Instruction
List every line of the entries below as a numbered list, leaving out the blank lines.

Source data
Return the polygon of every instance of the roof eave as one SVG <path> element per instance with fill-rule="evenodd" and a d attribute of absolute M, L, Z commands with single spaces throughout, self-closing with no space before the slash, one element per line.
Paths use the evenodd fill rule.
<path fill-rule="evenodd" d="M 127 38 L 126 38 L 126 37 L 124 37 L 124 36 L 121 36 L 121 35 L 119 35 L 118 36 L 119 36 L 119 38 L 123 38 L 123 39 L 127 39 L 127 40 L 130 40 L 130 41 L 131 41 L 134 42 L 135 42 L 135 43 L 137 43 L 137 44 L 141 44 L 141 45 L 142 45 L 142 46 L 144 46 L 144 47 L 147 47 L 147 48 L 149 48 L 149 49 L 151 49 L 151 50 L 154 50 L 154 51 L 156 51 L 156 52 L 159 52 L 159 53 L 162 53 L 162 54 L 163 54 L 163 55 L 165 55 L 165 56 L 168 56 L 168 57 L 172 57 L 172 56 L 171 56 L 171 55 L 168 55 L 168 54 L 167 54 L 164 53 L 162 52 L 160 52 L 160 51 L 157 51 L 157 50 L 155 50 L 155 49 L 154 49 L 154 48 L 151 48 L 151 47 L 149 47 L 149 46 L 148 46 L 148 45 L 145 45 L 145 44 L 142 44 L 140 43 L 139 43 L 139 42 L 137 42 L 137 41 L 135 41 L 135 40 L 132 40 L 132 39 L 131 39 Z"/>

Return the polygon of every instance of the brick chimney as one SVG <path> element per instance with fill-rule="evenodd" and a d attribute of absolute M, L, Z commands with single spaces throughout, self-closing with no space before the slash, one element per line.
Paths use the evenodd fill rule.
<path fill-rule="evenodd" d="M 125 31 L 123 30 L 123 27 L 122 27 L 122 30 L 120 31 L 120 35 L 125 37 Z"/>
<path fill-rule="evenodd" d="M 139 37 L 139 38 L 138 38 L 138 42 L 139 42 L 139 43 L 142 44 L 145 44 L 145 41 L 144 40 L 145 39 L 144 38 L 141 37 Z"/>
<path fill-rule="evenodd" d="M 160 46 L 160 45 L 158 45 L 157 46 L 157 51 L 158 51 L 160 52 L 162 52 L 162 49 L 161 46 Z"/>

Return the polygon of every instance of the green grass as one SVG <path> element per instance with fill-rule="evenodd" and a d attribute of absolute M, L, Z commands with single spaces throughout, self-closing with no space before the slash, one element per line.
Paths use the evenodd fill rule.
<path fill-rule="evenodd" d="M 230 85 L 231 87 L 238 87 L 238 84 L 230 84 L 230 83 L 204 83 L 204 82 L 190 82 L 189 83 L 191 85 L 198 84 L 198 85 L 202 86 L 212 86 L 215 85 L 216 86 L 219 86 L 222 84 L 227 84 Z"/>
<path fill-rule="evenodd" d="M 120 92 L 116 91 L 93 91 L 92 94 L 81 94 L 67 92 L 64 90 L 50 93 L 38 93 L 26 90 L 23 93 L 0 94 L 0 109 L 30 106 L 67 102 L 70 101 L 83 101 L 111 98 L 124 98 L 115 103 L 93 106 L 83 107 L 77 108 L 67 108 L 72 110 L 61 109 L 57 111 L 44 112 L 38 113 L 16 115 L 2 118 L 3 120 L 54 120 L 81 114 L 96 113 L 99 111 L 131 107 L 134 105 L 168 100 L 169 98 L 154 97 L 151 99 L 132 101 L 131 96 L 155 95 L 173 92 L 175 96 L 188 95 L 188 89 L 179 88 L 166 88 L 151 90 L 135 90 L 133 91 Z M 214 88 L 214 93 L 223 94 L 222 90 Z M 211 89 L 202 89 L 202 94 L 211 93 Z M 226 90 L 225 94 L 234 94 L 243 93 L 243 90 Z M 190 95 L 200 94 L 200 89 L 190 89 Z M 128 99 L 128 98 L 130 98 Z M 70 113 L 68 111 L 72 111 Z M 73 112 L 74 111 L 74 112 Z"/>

Task result
1. Return the polygon of every instance of the roof eave as one SVG <path> element per instance with fill-rule="evenodd" and a d attribute of absolute M, L, Z commands with single spaces throughout, self-closing with no space before the slash, one element per line.
2. Paths use the evenodd fill rule.
3. <path fill-rule="evenodd" d="M 127 38 L 126 38 L 126 37 L 124 37 L 124 36 L 121 36 L 121 35 L 119 35 L 118 36 L 119 36 L 119 38 L 123 38 L 123 39 L 127 39 L 127 40 L 130 40 L 130 41 L 131 41 L 134 42 L 135 42 L 135 43 L 137 43 L 137 44 L 141 44 L 141 45 L 142 45 L 142 46 L 144 46 L 144 47 L 147 47 L 147 48 L 149 48 L 149 49 L 151 49 L 151 50 L 154 50 L 154 51 L 156 51 L 156 52 L 159 52 L 159 53 L 162 53 L 162 54 L 163 54 L 163 55 L 165 55 L 165 56 L 168 56 L 168 57 L 172 57 L 172 56 L 171 56 L 171 55 L 168 55 L 168 54 L 167 54 L 164 53 L 162 52 L 160 52 L 160 51 L 157 51 L 157 50 L 155 50 L 155 49 L 154 49 L 154 48 L 151 48 L 151 47 L 149 47 L 149 46 L 148 46 L 148 45 L 145 45 L 145 44 L 142 44 L 140 43 L 139 43 L 139 42 L 137 42 L 137 41 L 135 41 L 135 40 L 132 40 L 132 39 L 131 39 Z"/>
4. Return the polygon of every instance of the brick chimney as one SVG <path> element per instance with fill-rule="evenodd" and a d attribute of absolute M, L, Z commands with single spaces throughout, self-closing with no space before the slash, one element per line.
5. Paths use the evenodd fill rule.
6. <path fill-rule="evenodd" d="M 125 31 L 123 30 L 123 27 L 122 27 L 122 30 L 120 31 L 120 35 L 125 37 Z"/>
7. <path fill-rule="evenodd" d="M 139 37 L 139 38 L 138 38 L 138 42 L 139 42 L 139 43 L 142 44 L 145 44 L 145 41 L 144 40 L 145 39 L 144 38 L 141 37 Z"/>
8. <path fill-rule="evenodd" d="M 160 46 L 160 45 L 158 45 L 157 46 L 157 51 L 158 51 L 160 52 L 162 52 L 162 49 L 161 46 Z"/>
9. Return the polygon of every instance of the green grass as one SVG <path> element per instance with fill-rule="evenodd" and a d attribute of absolute M, L, Z commands with single spaces throughout, self-closing with no space before the slash, one element per line.
10. Paths use the evenodd fill rule.
11. <path fill-rule="evenodd" d="M 230 85 L 231 87 L 238 87 L 238 84 L 230 84 L 230 83 L 204 83 L 204 82 L 190 82 L 189 83 L 191 85 L 198 84 L 198 85 L 202 86 L 212 86 L 215 85 L 216 86 L 219 86 L 222 84 L 227 84 Z"/>
12. <path fill-rule="evenodd" d="M 120 92 L 116 91 L 93 91 L 92 94 L 81 94 L 67 92 L 64 90 L 50 93 L 38 93 L 26 90 L 23 93 L 0 94 L 0 109 L 30 106 L 67 102 L 70 101 L 83 101 L 111 98 L 124 98 L 115 103 L 93 106 L 83 107 L 77 108 L 67 108 L 72 110 L 61 109 L 57 111 L 44 112 L 38 113 L 16 115 L 2 118 L 3 120 L 54 120 L 81 114 L 96 113 L 99 111 L 131 107 L 134 105 L 168 100 L 169 98 L 154 97 L 151 99 L 132 101 L 131 96 L 155 95 L 173 92 L 175 96 L 188 95 L 188 89 L 179 88 L 166 88 L 151 90 L 135 90 L 133 91 Z M 214 88 L 214 93 L 223 94 L 222 90 Z M 211 89 L 202 89 L 202 94 L 211 93 Z M 226 90 L 225 94 L 234 94 L 243 93 L 243 90 Z M 190 95 L 200 94 L 200 89 L 190 89 Z M 128 99 L 128 98 L 130 98 Z M 70 113 L 68 111 L 72 111 Z M 73 112 L 74 111 L 74 112 Z"/>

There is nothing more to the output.